» CHECK YOUR UNDERSTANDING
A - In the blog excerpt on speech patterns, how does the author say men tend to express emphasis when speaking?
B - Resume the blog post on speech patterns after its final sentence.
BEGIN SUPPLIED PASSAGE
Again, I seem to have strayed from my topic. Perhaps I will come back to this, pick out subtopics (this turned out to be broader than I'd thought) and write more in-depth on things.

Friday, May 18, 2007

durr, what she said

Kim at Bastante Already has a really good post up about appearance, and how unacceptable it is for women to like theirs. I don't have any clever words right now, so go read hers.

Thursday, May 17, 2007

Speech patterns

Internet debate has prompted me to wonder about the differences in the ways men and women speak. Not the tonal variation kind of thing (women are more likely to express emphasis with variation in tone, men speak in more of a monotone and emphasise with volume or handwaving or what have you), but choice of words and more macro stuff. A preliminary google was not that helpful, so I'll go off my own perceptions here. Obviously other people may disagree with me, I've conducted no formal studies.
END SUPPLIED PASSAGE
BEGIN MATERIAL SUPPLIED
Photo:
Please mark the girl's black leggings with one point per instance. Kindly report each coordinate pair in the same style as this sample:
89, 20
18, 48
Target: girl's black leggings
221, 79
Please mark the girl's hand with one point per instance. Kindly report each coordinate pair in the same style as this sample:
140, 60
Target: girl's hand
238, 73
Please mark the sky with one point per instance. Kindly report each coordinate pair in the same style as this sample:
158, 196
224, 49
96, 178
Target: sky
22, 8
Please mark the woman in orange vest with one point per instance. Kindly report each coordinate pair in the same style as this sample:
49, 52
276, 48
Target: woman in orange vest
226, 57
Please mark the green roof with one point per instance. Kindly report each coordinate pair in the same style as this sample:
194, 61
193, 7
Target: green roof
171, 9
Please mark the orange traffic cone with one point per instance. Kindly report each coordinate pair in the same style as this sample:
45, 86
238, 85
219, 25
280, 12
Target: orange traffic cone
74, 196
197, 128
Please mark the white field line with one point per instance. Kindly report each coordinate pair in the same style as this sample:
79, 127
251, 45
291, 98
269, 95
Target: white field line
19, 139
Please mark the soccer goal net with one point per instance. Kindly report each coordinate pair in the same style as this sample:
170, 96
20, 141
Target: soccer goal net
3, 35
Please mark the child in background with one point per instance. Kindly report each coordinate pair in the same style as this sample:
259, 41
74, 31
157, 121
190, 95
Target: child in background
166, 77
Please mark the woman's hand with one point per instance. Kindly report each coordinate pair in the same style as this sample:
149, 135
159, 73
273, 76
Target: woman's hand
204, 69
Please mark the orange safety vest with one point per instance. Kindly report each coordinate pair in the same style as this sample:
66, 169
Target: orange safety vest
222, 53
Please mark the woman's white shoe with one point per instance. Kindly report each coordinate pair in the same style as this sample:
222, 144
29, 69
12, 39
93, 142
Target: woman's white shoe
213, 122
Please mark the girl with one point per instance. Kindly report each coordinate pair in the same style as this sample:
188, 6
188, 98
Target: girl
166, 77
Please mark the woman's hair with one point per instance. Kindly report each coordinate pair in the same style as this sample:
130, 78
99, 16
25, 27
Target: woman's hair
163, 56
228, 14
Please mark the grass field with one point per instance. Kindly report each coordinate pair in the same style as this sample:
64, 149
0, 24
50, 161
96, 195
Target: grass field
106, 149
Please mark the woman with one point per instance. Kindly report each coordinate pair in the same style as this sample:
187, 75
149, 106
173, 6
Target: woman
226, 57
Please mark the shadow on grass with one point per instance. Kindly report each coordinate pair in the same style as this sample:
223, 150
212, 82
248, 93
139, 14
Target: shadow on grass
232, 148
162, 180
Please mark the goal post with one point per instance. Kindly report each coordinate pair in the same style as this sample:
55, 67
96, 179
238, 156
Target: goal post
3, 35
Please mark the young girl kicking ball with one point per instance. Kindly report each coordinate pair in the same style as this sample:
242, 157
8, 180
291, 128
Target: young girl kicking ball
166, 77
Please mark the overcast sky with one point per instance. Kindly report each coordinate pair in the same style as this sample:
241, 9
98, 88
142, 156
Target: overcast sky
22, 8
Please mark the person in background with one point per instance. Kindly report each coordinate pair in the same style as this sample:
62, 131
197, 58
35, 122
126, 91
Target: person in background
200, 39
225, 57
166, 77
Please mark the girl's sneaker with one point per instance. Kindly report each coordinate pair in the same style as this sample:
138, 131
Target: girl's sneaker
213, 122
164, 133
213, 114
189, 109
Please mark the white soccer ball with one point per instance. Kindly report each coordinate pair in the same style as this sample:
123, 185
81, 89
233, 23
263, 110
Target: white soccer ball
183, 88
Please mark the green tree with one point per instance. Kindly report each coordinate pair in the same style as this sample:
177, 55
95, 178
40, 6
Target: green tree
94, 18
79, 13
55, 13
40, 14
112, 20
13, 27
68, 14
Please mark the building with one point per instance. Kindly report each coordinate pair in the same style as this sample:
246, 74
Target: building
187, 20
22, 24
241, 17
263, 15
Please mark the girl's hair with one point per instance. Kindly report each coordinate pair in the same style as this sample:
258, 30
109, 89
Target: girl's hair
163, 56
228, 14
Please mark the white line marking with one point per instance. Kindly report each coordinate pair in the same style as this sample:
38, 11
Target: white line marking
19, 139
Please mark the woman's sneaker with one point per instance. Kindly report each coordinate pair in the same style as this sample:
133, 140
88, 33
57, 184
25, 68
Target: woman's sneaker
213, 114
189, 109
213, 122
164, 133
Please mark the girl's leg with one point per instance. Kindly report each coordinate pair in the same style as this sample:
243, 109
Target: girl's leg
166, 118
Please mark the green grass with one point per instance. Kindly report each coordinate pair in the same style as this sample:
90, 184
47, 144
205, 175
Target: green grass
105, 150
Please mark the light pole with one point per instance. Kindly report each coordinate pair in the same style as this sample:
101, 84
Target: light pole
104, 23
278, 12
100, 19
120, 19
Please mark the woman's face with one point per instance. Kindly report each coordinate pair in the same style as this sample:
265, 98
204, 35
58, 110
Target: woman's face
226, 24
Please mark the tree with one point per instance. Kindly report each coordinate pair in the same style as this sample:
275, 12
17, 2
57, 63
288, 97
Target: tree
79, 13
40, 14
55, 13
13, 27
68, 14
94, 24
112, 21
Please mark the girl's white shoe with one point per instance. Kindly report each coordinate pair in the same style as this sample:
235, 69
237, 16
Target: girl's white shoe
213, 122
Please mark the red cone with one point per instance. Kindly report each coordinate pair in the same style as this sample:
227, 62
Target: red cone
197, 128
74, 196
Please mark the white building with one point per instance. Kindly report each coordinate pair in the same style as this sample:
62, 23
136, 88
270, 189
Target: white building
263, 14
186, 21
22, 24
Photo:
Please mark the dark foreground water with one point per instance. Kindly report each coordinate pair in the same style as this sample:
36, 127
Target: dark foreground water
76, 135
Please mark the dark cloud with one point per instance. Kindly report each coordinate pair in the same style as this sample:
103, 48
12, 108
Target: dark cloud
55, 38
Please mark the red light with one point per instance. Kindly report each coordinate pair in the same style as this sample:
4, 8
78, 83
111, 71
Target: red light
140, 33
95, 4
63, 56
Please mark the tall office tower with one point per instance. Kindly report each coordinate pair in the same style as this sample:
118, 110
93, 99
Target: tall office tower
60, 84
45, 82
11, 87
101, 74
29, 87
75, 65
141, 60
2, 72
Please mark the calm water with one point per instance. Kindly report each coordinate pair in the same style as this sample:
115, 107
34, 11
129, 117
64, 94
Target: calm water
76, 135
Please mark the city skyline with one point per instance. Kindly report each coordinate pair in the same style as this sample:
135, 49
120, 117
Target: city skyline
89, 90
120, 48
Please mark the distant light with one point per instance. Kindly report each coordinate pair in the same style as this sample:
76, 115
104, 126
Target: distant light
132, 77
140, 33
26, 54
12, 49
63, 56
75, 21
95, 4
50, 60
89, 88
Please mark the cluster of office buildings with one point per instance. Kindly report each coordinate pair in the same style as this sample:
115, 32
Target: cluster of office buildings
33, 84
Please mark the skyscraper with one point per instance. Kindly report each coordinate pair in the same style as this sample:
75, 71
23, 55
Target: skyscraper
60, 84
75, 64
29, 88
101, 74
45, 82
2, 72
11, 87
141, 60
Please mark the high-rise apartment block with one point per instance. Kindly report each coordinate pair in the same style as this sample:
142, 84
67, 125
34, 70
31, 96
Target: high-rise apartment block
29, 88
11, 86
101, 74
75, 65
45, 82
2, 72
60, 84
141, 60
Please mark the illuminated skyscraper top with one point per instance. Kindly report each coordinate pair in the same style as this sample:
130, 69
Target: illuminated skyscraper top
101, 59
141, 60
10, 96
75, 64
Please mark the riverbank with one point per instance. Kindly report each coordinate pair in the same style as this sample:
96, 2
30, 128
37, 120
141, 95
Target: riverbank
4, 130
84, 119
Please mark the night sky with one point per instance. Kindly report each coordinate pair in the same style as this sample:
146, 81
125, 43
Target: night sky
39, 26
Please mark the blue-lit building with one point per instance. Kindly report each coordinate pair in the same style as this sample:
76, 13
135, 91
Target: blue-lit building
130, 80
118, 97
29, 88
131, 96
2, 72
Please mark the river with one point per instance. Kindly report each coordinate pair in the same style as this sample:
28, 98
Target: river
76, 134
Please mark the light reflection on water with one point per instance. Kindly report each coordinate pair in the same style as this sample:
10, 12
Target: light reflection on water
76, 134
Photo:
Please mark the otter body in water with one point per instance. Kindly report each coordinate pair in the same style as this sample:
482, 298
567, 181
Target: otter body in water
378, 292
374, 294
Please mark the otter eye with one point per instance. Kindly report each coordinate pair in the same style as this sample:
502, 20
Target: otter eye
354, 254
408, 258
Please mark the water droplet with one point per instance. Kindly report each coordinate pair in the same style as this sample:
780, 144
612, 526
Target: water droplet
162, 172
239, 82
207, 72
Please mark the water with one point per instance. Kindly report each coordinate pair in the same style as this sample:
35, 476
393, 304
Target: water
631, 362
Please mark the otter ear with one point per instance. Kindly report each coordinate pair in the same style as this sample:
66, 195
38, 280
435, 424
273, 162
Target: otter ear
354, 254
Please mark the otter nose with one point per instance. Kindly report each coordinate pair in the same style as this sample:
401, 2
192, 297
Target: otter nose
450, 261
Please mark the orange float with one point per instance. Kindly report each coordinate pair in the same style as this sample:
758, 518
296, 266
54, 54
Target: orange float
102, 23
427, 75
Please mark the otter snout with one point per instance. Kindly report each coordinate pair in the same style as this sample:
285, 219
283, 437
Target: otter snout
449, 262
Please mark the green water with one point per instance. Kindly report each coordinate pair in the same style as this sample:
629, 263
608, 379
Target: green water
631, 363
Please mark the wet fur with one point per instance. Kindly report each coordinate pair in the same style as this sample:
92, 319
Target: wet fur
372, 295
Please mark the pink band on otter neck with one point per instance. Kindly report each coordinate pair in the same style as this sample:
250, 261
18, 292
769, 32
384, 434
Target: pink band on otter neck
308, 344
END MATERIAL SUPPLIED
» ANSWERS TO THE TASKS
A - Men speak in more of a monotone and emphasize with volume or handwaving.

B -
First off, read that last sentence again. I'm apologigizing for what I'm about to say, and pre-emptively hedging. I often find myself wanting to make an extensive disclaimer before I weigh in on charged subjects, just in case I'm wrong someone disagrees with me. It's foreign to me to assert my own correctness. I'm more likely to say "I disagree" than "you're wrong" no matter how sure I am of the subject. It seems extremely rude to me to say the latter. I feel like I need to protect my interlocutor's feelings even when they're flat-out mistaken. This leads to a lot of minimizing language like "might", and statements about why I might be wrong. It's of course possible that this isn't a female thing, but related to some other reason that I'm not all that assertive, but I'm guessing that it's a gender thing. Men who are assertive are strong, whereas women who are assertive are bitchy or bossy.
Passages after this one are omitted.